Text passage =
--- Begin ---
Everglades National Park | PARK AT A GLANCE

Alligators piled up along the Anhinga Trail

Alligators piled up along the Anhinga Trail at Royal Palm


Mention Everglades National Park and most people think of the “river of grass,” a flooded prairie popularized by airboat rides and TV shows like Gentle Ben. However, the park offers a stunning variety of environments including a maze of mangrove islands, bays along the Gulf of Mexico and the Atlantic Ocean, and hardwood and pine forests. These environments host all sorts of animals: dolphins, sharks, manatees, crocodiles, alligators, panthers, bears, and dozens and dozens of bird species. Of all the National Parks, the Everglades has the most and widest variety of animals, and the easiest to find and see. Shark Valley and Royal Palm are basically outdoor zoos with no cages.

The tourist season at Everglades National Park runs from November through April, with January through April being the peak season. Visitation drops during the summer due to the prevalence of mosquitoes, hot and humid weather, and always threatening rainstorms.

While Everglades National Park encompasses the entire southern tip of Florida (some 1.5 million acres), vehicle access is limited to four small areas on the outskirts of the park boundary. Motor boats, canoes, and kayaks are required to explore the interior of the park.

Activities at Gulf Coast are mainly water-based. The area is on the west coast of Florida and is seamlessly integrated into the communities of Everglades City and Chokoloskee. Restaurants, hotels, campgrounds, food, and gas are readily available. The Gulf Coast section of the park offers fishing and boating opportunities in the Gulf of Mexico, plus plenty of paddling options in both the bays and the mangrove-lined waterways of the backcountry. Here you can begin a trip down the famed Wilderness Waterway, a 99-mile water trail that connects to the Flamingo Area at the southernmost tip of Florida.
--- End ---
Given entries =
--- Begin ---
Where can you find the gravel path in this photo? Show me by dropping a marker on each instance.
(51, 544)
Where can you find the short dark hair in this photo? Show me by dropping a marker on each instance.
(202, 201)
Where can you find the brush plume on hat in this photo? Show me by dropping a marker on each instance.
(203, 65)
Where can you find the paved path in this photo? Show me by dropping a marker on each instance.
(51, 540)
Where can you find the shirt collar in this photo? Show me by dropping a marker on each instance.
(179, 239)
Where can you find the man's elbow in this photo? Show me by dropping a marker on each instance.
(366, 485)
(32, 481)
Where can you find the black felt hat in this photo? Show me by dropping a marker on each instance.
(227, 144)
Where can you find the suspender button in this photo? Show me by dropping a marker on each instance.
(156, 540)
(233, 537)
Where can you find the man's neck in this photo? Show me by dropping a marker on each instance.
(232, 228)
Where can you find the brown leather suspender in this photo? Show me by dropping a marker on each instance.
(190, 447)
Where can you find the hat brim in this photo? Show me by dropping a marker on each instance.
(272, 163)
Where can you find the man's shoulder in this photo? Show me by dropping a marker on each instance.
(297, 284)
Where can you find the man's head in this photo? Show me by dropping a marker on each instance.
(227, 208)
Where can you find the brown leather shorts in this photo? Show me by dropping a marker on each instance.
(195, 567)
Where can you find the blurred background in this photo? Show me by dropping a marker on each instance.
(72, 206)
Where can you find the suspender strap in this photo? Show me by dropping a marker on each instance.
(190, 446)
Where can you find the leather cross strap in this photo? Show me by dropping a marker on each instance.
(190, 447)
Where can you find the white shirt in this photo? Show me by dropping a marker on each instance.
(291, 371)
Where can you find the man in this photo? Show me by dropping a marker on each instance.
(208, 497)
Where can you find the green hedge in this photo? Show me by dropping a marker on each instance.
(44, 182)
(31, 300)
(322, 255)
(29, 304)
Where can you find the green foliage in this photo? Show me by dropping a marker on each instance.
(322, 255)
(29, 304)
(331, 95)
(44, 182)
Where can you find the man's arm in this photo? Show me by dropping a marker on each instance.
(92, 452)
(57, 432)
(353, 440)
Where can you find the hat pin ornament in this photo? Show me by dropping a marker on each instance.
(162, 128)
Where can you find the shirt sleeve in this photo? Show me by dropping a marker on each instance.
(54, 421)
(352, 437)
--- End ---
Given task =
Reproduce the Everglades National Park overview in full, word for word.

Response to this exercise =
Everglades National Park | PARK AT A GLANCE

Alligators piled up along the Anhinga Trail

Alligators piled up along the Anhinga Trail at Royal Palm


Mention Everglades National Park and most people think of the “river of grass,” a flooded prairie popularized by airboat rides and TV shows like Gentle Ben. However, the park offers a stunning variety of environments including a maze of mangrove islands, bays along the Gulf of Mexico and the Atlantic Ocean, and hardwood and pine forests. These environments host all sorts of animals: dolphins, sharks, manatees, crocodiles, alligators, panthers, bears, and dozens and dozens of bird species. Of all the National Parks, the Everglades has the most and widest variety of animals, and the easiest to find and see. Shark Valley and Royal Palm are basically outdoor zoos with no cages.

The tourist season at Everglades National Park runs from November through April, with January through April being the peak season. Visitation drops during the summer due to the prevalence of mosquitoes, hot and humid weather, and always threatening rainstorms.

While Everglades National Park encompasses the entire southern tip of Florida (some 1.5 million acres), vehicle access is limited to four small areas on the outskirts of the park boundary. Motor boats, canoes, and kayaks are required to explore the interior of the park.

Activities at Gulf Coast are mainly water-based. The area is on the west coast of Florida and is seamlessly integrated into the communities of Everglades City and Chokoloskee. Restaurants, hotels, campgrounds, food, and gas are readily available. The Gulf Coast section of the park offers fishing and boating opportunities in the Gulf of Mexico, plus plenty of paddling options in both the bays and the mangrove-lined waterways of the backcountry. Here you can begin a trip down the famed Wilderness Waterway, a 99-mile water trail that connects to the Flamingo Area at the southernmost tip of Florida.